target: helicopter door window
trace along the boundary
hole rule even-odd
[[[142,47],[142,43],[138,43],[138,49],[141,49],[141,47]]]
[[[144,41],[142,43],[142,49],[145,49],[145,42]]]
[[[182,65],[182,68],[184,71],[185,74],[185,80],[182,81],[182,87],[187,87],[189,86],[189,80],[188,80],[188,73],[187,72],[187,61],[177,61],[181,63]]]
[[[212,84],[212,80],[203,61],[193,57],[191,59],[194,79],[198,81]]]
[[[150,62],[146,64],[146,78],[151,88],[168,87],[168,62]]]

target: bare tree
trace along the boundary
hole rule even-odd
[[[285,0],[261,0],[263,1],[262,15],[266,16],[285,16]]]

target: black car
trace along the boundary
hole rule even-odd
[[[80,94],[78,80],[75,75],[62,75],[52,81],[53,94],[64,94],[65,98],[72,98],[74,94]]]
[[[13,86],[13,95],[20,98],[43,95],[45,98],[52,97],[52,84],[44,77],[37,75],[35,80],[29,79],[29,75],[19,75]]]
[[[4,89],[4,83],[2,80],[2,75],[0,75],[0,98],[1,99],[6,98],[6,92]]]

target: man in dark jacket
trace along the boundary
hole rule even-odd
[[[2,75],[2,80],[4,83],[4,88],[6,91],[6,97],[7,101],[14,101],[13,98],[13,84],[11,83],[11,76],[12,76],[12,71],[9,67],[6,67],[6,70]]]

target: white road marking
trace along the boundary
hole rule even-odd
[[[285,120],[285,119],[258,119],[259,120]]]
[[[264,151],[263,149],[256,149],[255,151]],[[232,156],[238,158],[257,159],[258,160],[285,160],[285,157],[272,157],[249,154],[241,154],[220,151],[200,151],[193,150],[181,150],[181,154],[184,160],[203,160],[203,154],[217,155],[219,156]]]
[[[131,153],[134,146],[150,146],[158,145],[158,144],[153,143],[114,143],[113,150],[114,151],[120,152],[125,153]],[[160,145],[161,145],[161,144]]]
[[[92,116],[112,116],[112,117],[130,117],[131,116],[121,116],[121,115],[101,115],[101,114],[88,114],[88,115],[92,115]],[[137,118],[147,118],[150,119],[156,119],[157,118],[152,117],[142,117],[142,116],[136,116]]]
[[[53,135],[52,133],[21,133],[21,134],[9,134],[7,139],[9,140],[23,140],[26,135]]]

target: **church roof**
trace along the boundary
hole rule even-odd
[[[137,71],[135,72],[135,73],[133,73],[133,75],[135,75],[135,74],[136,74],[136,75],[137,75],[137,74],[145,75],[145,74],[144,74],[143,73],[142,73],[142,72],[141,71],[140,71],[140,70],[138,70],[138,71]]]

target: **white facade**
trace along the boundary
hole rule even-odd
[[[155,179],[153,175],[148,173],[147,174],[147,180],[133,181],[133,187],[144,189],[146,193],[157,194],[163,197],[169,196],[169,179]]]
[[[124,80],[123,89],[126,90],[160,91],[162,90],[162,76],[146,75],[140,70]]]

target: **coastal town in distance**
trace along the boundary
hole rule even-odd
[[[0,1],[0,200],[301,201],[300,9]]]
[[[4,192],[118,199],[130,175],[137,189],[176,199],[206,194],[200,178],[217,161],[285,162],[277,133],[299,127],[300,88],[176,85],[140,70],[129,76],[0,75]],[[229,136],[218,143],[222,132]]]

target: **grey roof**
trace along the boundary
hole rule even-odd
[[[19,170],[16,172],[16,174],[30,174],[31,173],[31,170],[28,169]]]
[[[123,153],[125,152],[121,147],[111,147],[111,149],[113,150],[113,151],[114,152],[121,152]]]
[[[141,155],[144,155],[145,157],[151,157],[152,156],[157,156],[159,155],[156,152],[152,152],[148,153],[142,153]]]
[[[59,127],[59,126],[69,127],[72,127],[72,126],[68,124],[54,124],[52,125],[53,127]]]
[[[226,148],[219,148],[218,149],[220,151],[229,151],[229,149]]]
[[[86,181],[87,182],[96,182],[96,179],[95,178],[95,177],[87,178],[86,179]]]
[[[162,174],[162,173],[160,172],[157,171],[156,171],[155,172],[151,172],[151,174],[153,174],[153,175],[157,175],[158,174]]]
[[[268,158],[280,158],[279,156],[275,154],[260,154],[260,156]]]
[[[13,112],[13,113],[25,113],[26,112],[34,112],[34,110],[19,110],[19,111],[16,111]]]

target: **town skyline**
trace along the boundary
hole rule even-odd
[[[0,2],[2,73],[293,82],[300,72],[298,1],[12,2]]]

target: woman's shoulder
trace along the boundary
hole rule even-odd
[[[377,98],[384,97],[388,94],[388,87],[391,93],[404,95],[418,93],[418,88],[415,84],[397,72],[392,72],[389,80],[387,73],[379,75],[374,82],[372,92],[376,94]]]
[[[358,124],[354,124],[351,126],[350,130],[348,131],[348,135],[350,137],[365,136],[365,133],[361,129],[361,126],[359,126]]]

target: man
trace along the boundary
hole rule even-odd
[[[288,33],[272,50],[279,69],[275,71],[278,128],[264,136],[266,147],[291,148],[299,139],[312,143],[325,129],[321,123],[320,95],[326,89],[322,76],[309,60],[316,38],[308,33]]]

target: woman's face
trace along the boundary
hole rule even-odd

- Exercise description
Repeat all the entries exactly as given.

- Worked answer
target: helicopter door window
trace along the boundary
hole rule even-odd
[[[142,47],[142,43],[138,43],[138,49],[141,49],[141,47]]]
[[[144,41],[142,43],[142,49],[145,49],[145,42]]]
[[[182,65],[182,68],[184,71],[185,74],[185,80],[182,81],[182,87],[187,87],[189,86],[189,80],[188,80],[188,73],[187,72],[187,61],[177,61],[181,63]]]
[[[212,84],[212,80],[203,61],[193,57],[191,59],[194,79],[198,81]]]
[[[150,62],[146,64],[146,78],[151,88],[168,87],[168,62]]]

target: bare tree
trace along the boundary
hole rule even-odd
[[[285,0],[261,0],[263,1],[262,15],[266,16],[285,16]]]

target: black car
trace along the boundary
hole rule even-odd
[[[80,94],[78,80],[75,75],[62,75],[52,81],[53,94],[64,94],[65,98],[72,98],[74,94]]]
[[[13,86],[13,95],[20,98],[43,95],[45,98],[52,97],[52,84],[44,77],[37,75],[35,80],[29,79],[29,75],[19,75]]]
[[[4,89],[4,83],[2,80],[2,75],[0,75],[0,98],[1,99],[6,98],[6,92]]]

target: man in dark jacket
trace along the boundary
hole rule even-odd
[[[2,75],[2,80],[4,83],[4,88],[6,91],[6,97],[7,101],[14,101],[13,98],[13,84],[11,83],[11,76],[12,76],[12,71],[9,67],[6,67],[6,70]]]

target: white road marking
trace along the boundary
hole rule even-odd
[[[285,120],[285,119],[258,119],[259,120]]]
[[[264,151],[263,149],[256,149],[255,151]],[[232,156],[238,158],[257,159],[258,160],[285,160],[285,157],[272,157],[249,154],[241,154],[220,151],[200,151],[193,150],[181,150],[181,154],[184,160],[203,160],[203,154],[217,155],[219,156]]]
[[[131,153],[134,146],[150,146],[158,145],[158,144],[153,143],[114,143],[113,150],[114,151],[120,152],[125,153]],[[160,145],[161,145],[161,144]]]
[[[92,116],[112,116],[112,117],[130,117],[131,116],[121,116],[121,115],[101,115],[101,114],[88,114],[88,115],[92,115]],[[137,118],[147,118],[150,119],[156,119],[157,118],[152,117],[142,117],[142,116],[136,116]]]
[[[53,135],[52,133],[21,133],[21,134],[9,134],[7,139],[9,140],[23,140],[26,135]]]

target: **church roof**
trace along the boundary
hole rule even-odd
[[[137,71],[135,72],[135,73],[133,73],[133,75],[135,75],[135,74],[136,74],[136,75],[137,75],[137,74],[145,75],[145,74],[144,74],[143,73],[142,73],[142,72],[141,71],[140,71],[140,70],[138,70],[138,71]]]

target: **white facade**
trace along the boundary
hole rule even-odd
[[[155,179],[153,175],[148,173],[147,174],[147,180],[133,181],[133,187],[144,189],[146,193],[157,194],[163,197],[169,196],[169,179]]]
[[[124,80],[123,89],[126,90],[160,91],[162,90],[162,76],[146,75],[140,70]]]

target: **coastal town in distance**
trace along the boundary
hole rule even-odd
[[[0,1],[0,200],[301,201],[300,9]]]
[[[4,192],[118,199],[130,175],[137,189],[176,199],[206,194],[200,178],[217,161],[285,162],[277,133],[299,127],[300,88],[176,85],[140,70],[129,76],[0,75]],[[229,136],[218,143],[222,132]]]

target: **grey roof**
trace along the boundary
hole rule even-odd
[[[19,170],[16,172],[16,174],[30,174],[31,173],[31,170],[28,169]]]
[[[123,153],[125,152],[121,147],[111,147],[111,149],[113,150],[113,151],[114,152],[121,152]]]
[[[141,155],[144,155],[145,157],[151,157],[152,156],[157,156],[159,155],[156,152],[152,152],[148,153],[142,153]]]
[[[59,127],[59,126],[69,127],[72,127],[72,126],[68,124],[54,124],[52,125],[53,127]]]
[[[226,148],[219,148],[218,149],[220,151],[229,151],[229,149]]]
[[[86,181],[87,182],[96,182],[96,179],[95,178],[95,177],[87,178],[86,179]]]
[[[162,174],[162,173],[160,172],[157,171],[156,171],[155,172],[151,172],[151,174],[153,174],[153,175],[157,175],[158,174]]]
[[[268,158],[280,158],[279,156],[275,154],[260,154],[260,156]]]
[[[13,112],[13,113],[25,113],[26,112],[34,112],[34,110],[19,110],[19,111],[16,111]]]

target: **town skyline**
trace along the boundary
hole rule even-odd
[[[0,2],[2,73],[293,82],[300,72],[298,1],[12,2]]]

target: woman's shoulder
trace along the boundary
hole rule even-odd
[[[377,98],[384,97],[388,94],[388,87],[391,93],[404,95],[418,93],[418,88],[415,84],[397,72],[392,72],[389,80],[387,73],[379,75],[374,82],[372,92],[376,94]]]
[[[358,124],[354,124],[351,126],[350,130],[348,131],[348,135],[350,137],[365,136],[365,133],[361,129],[361,126],[359,126]]]

target: man
trace along the boundary
hole rule even-odd
[[[288,33],[272,50],[279,69],[275,71],[278,128],[264,136],[266,147],[291,148],[299,139],[312,143],[325,129],[321,123],[320,95],[326,89],[322,76],[309,60],[316,38],[308,33]]]

target: woman's face
trace along the boundary
hole rule even-odd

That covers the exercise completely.